(Object location annotation items)
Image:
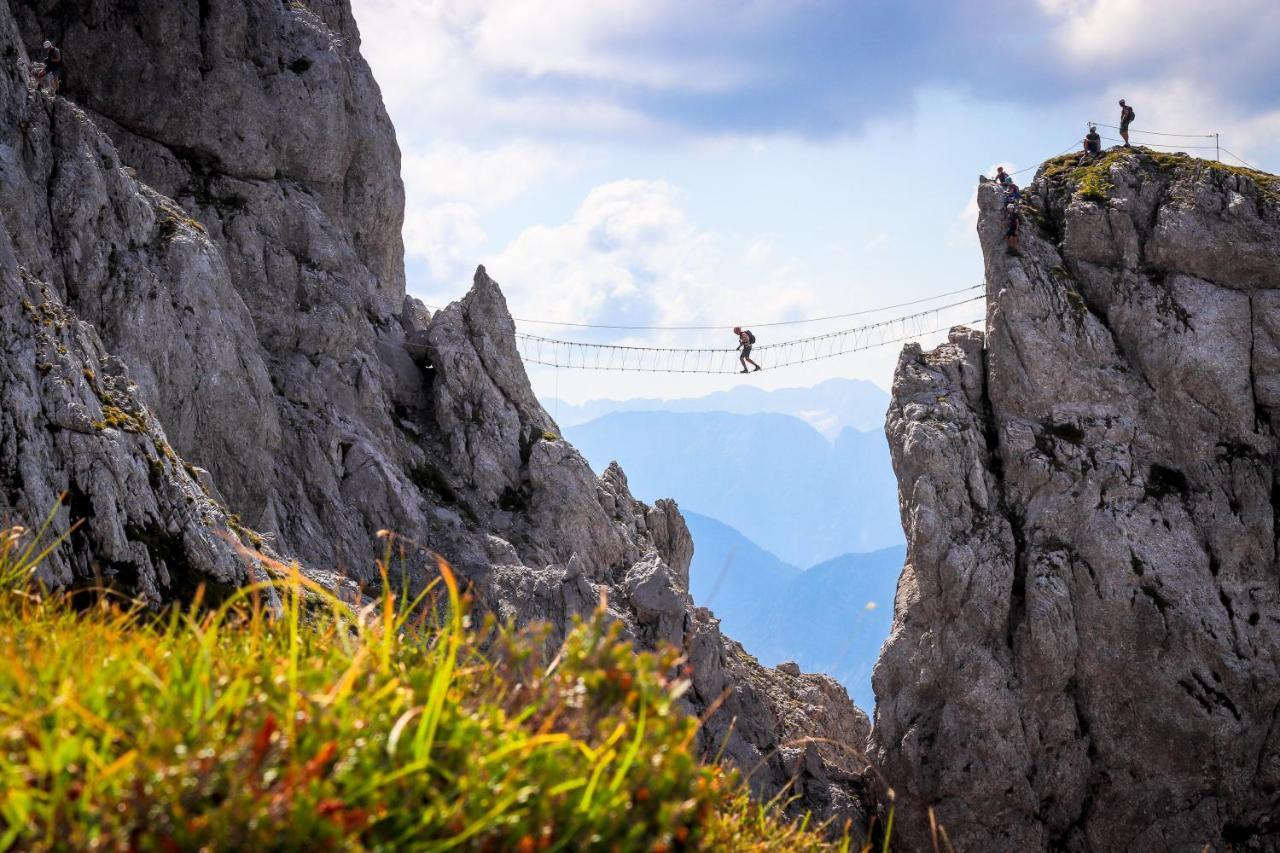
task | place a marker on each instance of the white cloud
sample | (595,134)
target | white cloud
(452,172)
(444,236)
(631,255)
(1115,32)
(589,39)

▶ **Requirements**
Copy out every line of the items above word for word, leaving out the pictures.

▶ **The result**
Image:
task | place a marker on each instance of the white cloud
sample | (595,134)
target | white cloud
(452,172)
(444,236)
(631,255)
(1115,32)
(589,39)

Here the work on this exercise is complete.